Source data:
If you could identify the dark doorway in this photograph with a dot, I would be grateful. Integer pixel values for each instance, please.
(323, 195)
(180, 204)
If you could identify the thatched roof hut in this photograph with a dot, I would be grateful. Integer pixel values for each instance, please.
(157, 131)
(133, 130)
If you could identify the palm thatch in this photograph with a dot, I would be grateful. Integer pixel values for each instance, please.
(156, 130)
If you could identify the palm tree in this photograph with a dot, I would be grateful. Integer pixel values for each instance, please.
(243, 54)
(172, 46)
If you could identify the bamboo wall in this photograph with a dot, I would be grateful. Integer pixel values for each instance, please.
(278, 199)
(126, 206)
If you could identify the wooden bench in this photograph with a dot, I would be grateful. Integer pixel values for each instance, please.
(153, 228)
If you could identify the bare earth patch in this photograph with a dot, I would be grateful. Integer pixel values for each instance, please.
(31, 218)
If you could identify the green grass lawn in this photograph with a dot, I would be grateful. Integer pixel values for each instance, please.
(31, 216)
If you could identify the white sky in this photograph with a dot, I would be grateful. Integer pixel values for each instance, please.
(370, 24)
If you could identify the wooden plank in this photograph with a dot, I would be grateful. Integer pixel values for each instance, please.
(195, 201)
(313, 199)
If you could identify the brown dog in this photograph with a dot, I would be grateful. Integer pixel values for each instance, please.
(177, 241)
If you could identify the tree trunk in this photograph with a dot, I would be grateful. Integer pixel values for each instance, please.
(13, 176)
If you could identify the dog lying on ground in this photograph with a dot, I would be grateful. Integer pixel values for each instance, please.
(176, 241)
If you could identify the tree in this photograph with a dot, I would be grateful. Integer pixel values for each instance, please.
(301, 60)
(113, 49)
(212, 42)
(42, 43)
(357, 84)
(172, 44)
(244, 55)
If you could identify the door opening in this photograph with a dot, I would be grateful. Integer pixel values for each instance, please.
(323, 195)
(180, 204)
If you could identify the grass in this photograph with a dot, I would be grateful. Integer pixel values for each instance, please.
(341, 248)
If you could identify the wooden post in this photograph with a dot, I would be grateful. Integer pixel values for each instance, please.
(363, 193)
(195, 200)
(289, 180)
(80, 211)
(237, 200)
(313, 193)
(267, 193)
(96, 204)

» **What is required**:
Write out each line of the data above again, exactly as given.

» **Solution for this problem**:
If you could identify the dark doorway in this photograph with a dot, I would be grateful. Integer pixel values for each instance, please.
(323, 195)
(180, 204)
If you could identify the thatched roof hut in this photograph with a dot, I would be grateful. Integer pixel values for each instance, please.
(157, 131)
(133, 130)
If you could identify the palm thatch in this photograph with a dot, I would be grateful. Integer pixel values for each instance, please.
(156, 130)
If you could identify the palm tree in this photograph with a dot, I would be grateful. Integer pixel values for each instance, please.
(243, 54)
(172, 46)
If you could identify the bamboo wall in this photograph with a dot, I would be grateful. Integer pixel values for each instance, please.
(278, 199)
(126, 206)
If you could identify the wooden bench in this photograph with a dot, I would be grateful. Integer pixel values for each instance, please.
(153, 228)
If you could identify the bare earth patch in this photograph with a dot, I would be grateful. Integer pixel values for each instance, please.
(31, 218)
If you could identify the green grass lawn in this photograph with a dot, I would be grateful. Integer pixel values for each instance, please.
(31, 216)
If you could identify the white sky in this photograph with a dot, I would be grateful. Integer pixel values for each instance, please.
(370, 24)
If you could identify the wooden plank in this photograph with a dot, I would be grateful. Integer pixel values for each instance, please.
(195, 201)
(313, 199)
If you could identify the brown dog in this photograph with a dot, I would be grateful. Integer pixel values for each instance, please.
(177, 241)
If you could identify the tree trunk in this photograph with a dot, I would be grateful. Integer pixel values for each instance, please.
(13, 176)
If you could identify the dog lying on ground in this photograph with a dot, I would be grateful. Integer pixel values for each instance, please.
(176, 241)
If you could identify the tree in this photograph with a dot, I would be grateful. Integer pixel values for each instance, please.
(301, 60)
(113, 49)
(212, 42)
(42, 43)
(357, 84)
(172, 44)
(244, 55)
If you could identify the door opening in this photograph with a dot, I would be grateful. Integer pixel values for each instance, please.
(323, 195)
(180, 204)
If you could identify the grass in this photograph with a dot, I would be grateful. Integer pixel values for each instance, please.
(341, 248)
If you could identify the wooden post in this photograph with a dot, I would be grateful. Integer pixel values for each instance, please.
(363, 193)
(195, 200)
(289, 180)
(80, 211)
(237, 200)
(313, 193)
(267, 193)
(96, 204)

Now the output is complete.